**PROBLEM DESCRIPTION:** Please count the lines in the data below that hold the word "bear", and give only the number.

::: RECORDS FOR THIS TASK :::

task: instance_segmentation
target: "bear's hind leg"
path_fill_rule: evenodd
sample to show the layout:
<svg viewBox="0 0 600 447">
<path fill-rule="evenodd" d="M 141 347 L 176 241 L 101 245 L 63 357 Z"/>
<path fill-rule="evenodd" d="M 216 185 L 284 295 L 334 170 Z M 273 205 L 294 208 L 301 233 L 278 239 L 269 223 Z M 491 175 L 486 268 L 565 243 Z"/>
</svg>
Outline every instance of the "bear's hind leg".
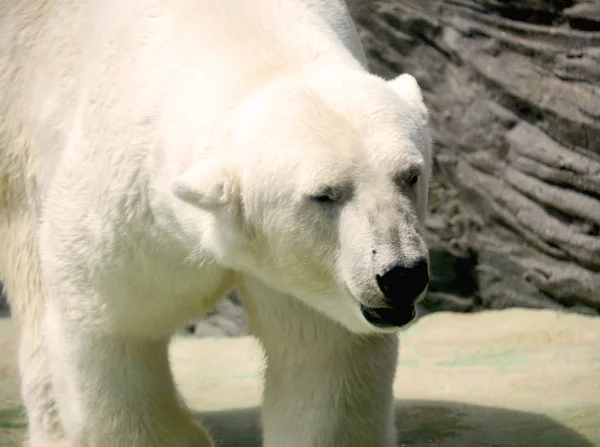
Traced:
<svg viewBox="0 0 600 447">
<path fill-rule="evenodd" d="M 35 245 L 35 218 L 8 215 L 0 222 L 0 276 L 19 330 L 21 400 L 27 411 L 29 447 L 67 447 L 44 343 L 44 289 Z"/>
<path fill-rule="evenodd" d="M 70 447 L 65 438 L 52 386 L 41 322 L 20 331 L 21 399 L 27 411 L 28 447 Z"/>
<path fill-rule="evenodd" d="M 359 336 L 296 299 L 244 279 L 265 350 L 264 447 L 393 447 L 398 337 Z"/>
<path fill-rule="evenodd" d="M 48 316 L 54 388 L 66 435 L 76 445 L 213 445 L 181 405 L 169 367 L 168 340 L 87 327 L 56 302 Z"/>
</svg>

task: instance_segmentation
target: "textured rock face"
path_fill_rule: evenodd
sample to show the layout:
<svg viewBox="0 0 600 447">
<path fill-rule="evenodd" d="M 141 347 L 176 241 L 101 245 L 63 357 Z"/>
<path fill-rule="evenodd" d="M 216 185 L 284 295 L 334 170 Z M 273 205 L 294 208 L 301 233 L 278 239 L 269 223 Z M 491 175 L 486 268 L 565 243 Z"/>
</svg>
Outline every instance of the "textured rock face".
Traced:
<svg viewBox="0 0 600 447">
<path fill-rule="evenodd" d="M 389 0 L 359 24 L 431 110 L 426 305 L 599 313 L 600 2 Z"/>
<path fill-rule="evenodd" d="M 237 337 L 250 333 L 248 318 L 237 291 L 217 303 L 206 317 L 190 324 L 185 332 L 196 337 Z"/>
<path fill-rule="evenodd" d="M 9 315 L 8 303 L 6 302 L 6 296 L 2 293 L 2 283 L 0 282 L 0 317 L 6 317 Z"/>
</svg>

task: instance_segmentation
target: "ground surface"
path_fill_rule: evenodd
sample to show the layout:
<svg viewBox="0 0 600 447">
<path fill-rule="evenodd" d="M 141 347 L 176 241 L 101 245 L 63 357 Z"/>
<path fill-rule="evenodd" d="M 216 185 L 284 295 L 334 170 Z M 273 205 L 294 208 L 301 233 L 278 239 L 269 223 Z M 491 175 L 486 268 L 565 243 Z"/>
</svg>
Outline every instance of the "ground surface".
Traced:
<svg viewBox="0 0 600 447">
<path fill-rule="evenodd" d="M 20 445 L 14 330 L 0 320 L 0 447 Z M 600 318 L 511 309 L 432 314 L 402 336 L 399 446 L 600 446 Z M 253 339 L 181 337 L 177 382 L 222 447 L 259 447 Z"/>
</svg>

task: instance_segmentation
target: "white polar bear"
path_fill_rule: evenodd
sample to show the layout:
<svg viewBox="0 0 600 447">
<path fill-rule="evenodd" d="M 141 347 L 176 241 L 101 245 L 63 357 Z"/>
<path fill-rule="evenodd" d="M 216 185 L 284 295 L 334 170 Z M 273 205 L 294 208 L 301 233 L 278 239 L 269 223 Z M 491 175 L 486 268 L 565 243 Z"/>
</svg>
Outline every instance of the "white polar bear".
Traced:
<svg viewBox="0 0 600 447">
<path fill-rule="evenodd" d="M 0 3 L 0 277 L 31 447 L 206 447 L 168 341 L 229 289 L 267 447 L 391 447 L 427 111 L 341 0 Z"/>
</svg>

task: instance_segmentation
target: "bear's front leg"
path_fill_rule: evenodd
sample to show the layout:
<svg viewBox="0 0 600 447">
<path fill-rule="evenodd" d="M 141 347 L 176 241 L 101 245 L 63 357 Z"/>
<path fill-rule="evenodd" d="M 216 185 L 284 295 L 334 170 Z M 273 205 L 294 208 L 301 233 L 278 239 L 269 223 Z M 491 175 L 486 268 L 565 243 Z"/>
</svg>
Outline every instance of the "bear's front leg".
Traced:
<svg viewBox="0 0 600 447">
<path fill-rule="evenodd" d="M 81 447 L 212 446 L 180 405 L 168 340 L 114 334 L 93 324 L 91 310 L 84 315 L 49 301 L 46 342 L 68 439 Z M 103 315 L 94 312 L 97 323 Z"/>
<path fill-rule="evenodd" d="M 397 335 L 352 334 L 253 280 L 241 289 L 267 360 L 264 447 L 395 446 Z"/>
</svg>

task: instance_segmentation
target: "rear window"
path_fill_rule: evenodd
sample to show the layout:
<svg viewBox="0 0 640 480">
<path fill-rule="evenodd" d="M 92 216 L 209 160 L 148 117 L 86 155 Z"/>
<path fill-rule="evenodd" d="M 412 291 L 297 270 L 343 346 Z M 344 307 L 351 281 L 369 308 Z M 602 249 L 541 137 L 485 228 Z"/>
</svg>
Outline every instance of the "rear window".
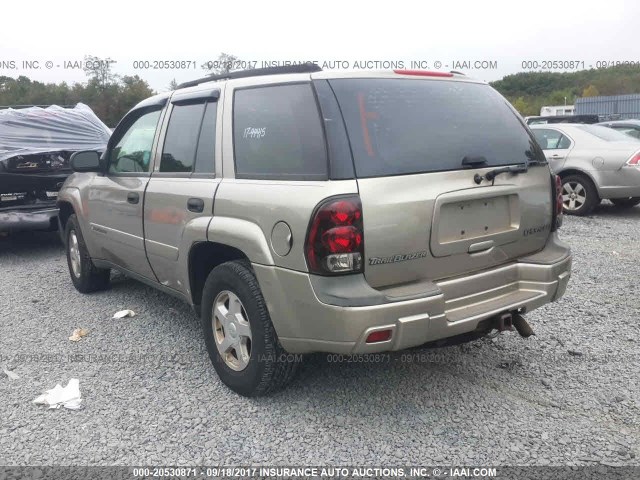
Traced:
<svg viewBox="0 0 640 480">
<path fill-rule="evenodd" d="M 602 125 L 580 125 L 577 128 L 584 130 L 591 135 L 595 135 L 601 140 L 607 142 L 628 142 L 633 141 L 633 138 L 629 135 L 625 135 L 622 132 L 617 132 L 612 128 L 603 127 Z"/>
<path fill-rule="evenodd" d="M 344 115 L 356 175 L 459 170 L 545 161 L 506 100 L 488 85 L 409 79 L 330 80 Z"/>
</svg>

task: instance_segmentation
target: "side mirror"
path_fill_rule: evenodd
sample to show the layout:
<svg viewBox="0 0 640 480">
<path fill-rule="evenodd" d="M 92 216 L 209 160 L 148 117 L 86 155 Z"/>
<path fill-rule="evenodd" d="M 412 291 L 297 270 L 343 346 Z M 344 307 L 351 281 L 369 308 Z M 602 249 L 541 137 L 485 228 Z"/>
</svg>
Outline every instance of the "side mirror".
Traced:
<svg viewBox="0 0 640 480">
<path fill-rule="evenodd" d="M 75 152 L 71 155 L 71 169 L 74 172 L 100 172 L 102 165 L 100 164 L 100 154 L 93 150 L 84 150 Z"/>
</svg>

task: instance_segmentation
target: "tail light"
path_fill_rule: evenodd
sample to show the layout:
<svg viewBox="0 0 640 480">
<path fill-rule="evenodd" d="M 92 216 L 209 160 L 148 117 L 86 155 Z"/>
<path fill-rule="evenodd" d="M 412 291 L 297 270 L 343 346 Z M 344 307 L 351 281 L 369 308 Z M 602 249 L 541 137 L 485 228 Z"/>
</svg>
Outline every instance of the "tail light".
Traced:
<svg viewBox="0 0 640 480">
<path fill-rule="evenodd" d="M 632 167 L 640 167 L 640 152 L 636 152 L 633 157 L 627 160 L 627 165 Z"/>
<path fill-rule="evenodd" d="M 553 202 L 553 216 L 551 220 L 551 231 L 555 232 L 562 226 L 562 210 L 564 201 L 562 200 L 562 178 L 560 175 L 551 175 L 551 198 Z"/>
<path fill-rule="evenodd" d="M 311 273 L 362 272 L 364 234 L 360 198 L 338 197 L 321 203 L 311 218 L 304 251 Z"/>
</svg>

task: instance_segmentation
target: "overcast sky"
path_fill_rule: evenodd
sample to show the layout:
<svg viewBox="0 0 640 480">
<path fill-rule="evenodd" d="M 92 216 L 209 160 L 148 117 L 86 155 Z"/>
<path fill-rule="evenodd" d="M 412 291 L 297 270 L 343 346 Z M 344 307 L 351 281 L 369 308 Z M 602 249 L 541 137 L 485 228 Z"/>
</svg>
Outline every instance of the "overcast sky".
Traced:
<svg viewBox="0 0 640 480">
<path fill-rule="evenodd" d="M 523 71 L 527 60 L 578 61 L 584 68 L 640 62 L 636 0 L 58 0 L 5 2 L 2 17 L 0 75 L 82 82 L 84 72 L 65 69 L 64 62 L 94 55 L 114 59 L 115 73 L 138 74 L 158 91 L 173 78 L 203 76 L 200 65 L 220 52 L 256 66 L 338 60 L 353 68 L 356 61 L 402 60 L 410 68 L 420 60 L 449 70 L 454 61 L 470 61 L 457 67 L 488 81 Z M 134 61 L 147 60 L 195 60 L 197 68 L 134 68 Z M 476 69 L 476 60 L 495 61 L 497 68 Z M 25 69 L 23 61 L 38 61 L 40 68 Z"/>
</svg>

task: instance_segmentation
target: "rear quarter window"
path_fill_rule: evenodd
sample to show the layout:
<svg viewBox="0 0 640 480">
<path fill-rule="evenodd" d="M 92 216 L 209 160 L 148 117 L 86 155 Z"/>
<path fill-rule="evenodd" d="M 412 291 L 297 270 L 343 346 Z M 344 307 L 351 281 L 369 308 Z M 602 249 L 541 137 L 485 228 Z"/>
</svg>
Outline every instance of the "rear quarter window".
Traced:
<svg viewBox="0 0 640 480">
<path fill-rule="evenodd" d="M 329 81 L 344 115 L 356 175 L 375 177 L 545 162 L 518 114 L 484 84 L 410 79 Z"/>
<path fill-rule="evenodd" d="M 236 90 L 233 149 L 237 178 L 327 179 L 324 133 L 311 84 Z"/>
</svg>

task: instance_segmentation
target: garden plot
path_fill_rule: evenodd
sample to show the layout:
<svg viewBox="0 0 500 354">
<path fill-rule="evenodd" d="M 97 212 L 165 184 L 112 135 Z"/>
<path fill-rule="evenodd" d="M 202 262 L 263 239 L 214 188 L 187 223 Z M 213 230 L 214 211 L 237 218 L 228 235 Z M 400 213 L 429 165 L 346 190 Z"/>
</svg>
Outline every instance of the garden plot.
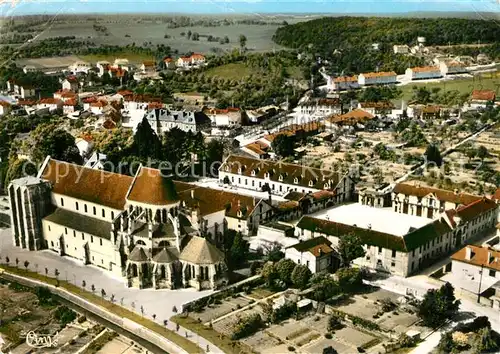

:::

**RESPONSE TO THIS EXERCISE:** 6